— TASK GOAL —
Substitute "Look for" for every occurrence of "Scan for" in the records below, and reproduce them with nothing else altered.

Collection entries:

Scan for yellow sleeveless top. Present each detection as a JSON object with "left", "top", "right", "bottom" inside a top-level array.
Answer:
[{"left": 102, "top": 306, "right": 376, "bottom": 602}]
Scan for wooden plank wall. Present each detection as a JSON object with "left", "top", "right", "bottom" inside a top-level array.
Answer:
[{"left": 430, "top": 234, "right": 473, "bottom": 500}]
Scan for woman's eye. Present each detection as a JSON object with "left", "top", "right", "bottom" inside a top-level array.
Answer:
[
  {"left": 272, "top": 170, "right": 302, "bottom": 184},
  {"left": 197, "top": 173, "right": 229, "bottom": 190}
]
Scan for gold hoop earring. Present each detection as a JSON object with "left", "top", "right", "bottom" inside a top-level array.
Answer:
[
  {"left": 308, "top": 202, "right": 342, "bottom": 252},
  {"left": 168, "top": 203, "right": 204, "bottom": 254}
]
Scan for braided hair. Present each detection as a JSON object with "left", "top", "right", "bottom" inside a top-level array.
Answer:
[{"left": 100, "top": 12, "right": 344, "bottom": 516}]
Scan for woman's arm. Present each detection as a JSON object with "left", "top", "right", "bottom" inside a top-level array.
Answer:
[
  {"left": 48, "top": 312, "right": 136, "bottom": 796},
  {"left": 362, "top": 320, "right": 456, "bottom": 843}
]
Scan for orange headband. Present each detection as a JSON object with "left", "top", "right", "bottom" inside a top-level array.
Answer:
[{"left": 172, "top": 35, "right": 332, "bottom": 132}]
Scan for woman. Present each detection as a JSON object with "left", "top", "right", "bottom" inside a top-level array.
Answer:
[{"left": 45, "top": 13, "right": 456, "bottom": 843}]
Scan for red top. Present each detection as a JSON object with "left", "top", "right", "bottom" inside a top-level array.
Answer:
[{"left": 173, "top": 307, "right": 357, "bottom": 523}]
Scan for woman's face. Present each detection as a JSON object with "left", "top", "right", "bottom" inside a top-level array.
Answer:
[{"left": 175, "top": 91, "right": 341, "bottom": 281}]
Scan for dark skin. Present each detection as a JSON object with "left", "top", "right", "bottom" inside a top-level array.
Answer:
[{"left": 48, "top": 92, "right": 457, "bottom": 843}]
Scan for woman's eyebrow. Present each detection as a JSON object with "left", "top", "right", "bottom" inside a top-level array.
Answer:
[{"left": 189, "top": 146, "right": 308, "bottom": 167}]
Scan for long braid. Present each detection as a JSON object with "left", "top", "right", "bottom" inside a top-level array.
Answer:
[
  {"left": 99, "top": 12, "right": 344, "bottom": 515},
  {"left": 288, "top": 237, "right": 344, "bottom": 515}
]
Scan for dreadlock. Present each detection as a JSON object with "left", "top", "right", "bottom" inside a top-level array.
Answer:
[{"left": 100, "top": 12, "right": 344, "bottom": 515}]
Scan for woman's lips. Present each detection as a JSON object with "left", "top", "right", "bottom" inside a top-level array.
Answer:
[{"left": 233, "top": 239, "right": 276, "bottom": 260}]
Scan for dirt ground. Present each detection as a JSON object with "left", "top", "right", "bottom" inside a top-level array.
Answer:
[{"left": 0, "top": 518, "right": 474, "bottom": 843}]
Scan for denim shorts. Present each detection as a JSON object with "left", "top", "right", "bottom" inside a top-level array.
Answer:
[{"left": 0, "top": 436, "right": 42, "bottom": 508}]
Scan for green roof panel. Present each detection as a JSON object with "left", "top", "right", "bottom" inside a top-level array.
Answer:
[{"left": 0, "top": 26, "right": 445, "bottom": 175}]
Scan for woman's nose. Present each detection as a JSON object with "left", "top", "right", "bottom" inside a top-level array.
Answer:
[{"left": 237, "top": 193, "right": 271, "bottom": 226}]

— EXERCISE SOLUTION —
Look for yellow sleeveless top. Present each detection as a JSON object with "left", "top", "right", "bottom" inside a top-level array.
Answer:
[{"left": 102, "top": 306, "right": 376, "bottom": 602}]
Look for wooden plank wall. Present each detection as a JSON object with "left", "top", "right", "bottom" inside a top-level array.
Answer:
[{"left": 430, "top": 234, "right": 473, "bottom": 500}]
Look for woman's eye. Present each detection as a JSON object with "left", "top", "right", "bottom" inside a top-level array.
Answer:
[
  {"left": 272, "top": 170, "right": 302, "bottom": 184},
  {"left": 197, "top": 173, "right": 229, "bottom": 190}
]
Look for gold hoop earring. Present each detection as a JSON object with "left", "top", "right", "bottom" inside a top-level array.
Answer:
[
  {"left": 308, "top": 202, "right": 342, "bottom": 252},
  {"left": 168, "top": 203, "right": 204, "bottom": 254}
]
Look for braided hair. Present each detection as a JSON object with "left", "top", "right", "bottom" inside a top-level array.
Answer:
[{"left": 100, "top": 12, "right": 344, "bottom": 516}]
Look for woman's arm. Present each detection as a JSON object with "left", "top", "right", "bottom" inside a top-level array.
Answer:
[
  {"left": 48, "top": 312, "right": 136, "bottom": 796},
  {"left": 362, "top": 320, "right": 456, "bottom": 843}
]
Look for orange headband. Present each detection as a JSON object with "left", "top", "right", "bottom" inside a top-level array.
Answer:
[{"left": 172, "top": 35, "right": 332, "bottom": 132}]
Look for woman. Present each detection as a JSON object with "left", "top", "right", "bottom" inside a top-level array.
Answer:
[{"left": 45, "top": 13, "right": 456, "bottom": 843}]
Look for red top. Present each detection as a JSON object with "left", "top", "right", "bottom" inside a top-level array.
Answer:
[{"left": 173, "top": 307, "right": 357, "bottom": 523}]
Look for woman's face. Present each detection as a JSON object with "left", "top", "right", "bottom" inside a top-level array.
Answer:
[{"left": 175, "top": 91, "right": 341, "bottom": 281}]
Look for dark skin. Present each detection as a JSON object with "left", "top", "right", "bottom" inside a top-level array.
Answer:
[{"left": 48, "top": 92, "right": 457, "bottom": 843}]
Look for woman's eyebrow. Present each detection as a JSON object with "left", "top", "right", "bottom" inside a top-level array.
Answer:
[{"left": 189, "top": 146, "right": 308, "bottom": 167}]
Look for long braid. Present each detection as a JSON object with "left", "top", "right", "bottom" inside a top-level array.
Answer:
[
  {"left": 99, "top": 12, "right": 344, "bottom": 515},
  {"left": 288, "top": 237, "right": 344, "bottom": 515}
]
Look for dreadlock. Present each detection as a JSON object with "left", "top", "right", "bottom" inside a top-level array.
Answer:
[{"left": 100, "top": 12, "right": 344, "bottom": 515}]
Look for woman's lips. Present each detection as a JSON object with "left", "top", "right", "bottom" inside a top-level array.
Answer:
[{"left": 233, "top": 239, "right": 276, "bottom": 260}]
Look for dirt ground. Present each detection as a JSON object with "left", "top", "right", "bottom" inside a top-level array.
Answer:
[{"left": 0, "top": 518, "right": 474, "bottom": 843}]
Look for denim shorts. Present each detection as a JSON object with "left", "top", "right", "bottom" inside a top-level array.
Answer:
[{"left": 0, "top": 436, "right": 42, "bottom": 508}]
Look for green roof panel. Present each detection as a JSON object with "left", "top", "right", "bottom" inside a top-level array.
Answer:
[{"left": 0, "top": 26, "right": 445, "bottom": 175}]
Look for woman's nose. Present each detection as a JSON object with "left", "top", "right", "bottom" inside a top-level array.
Answer:
[{"left": 237, "top": 193, "right": 271, "bottom": 226}]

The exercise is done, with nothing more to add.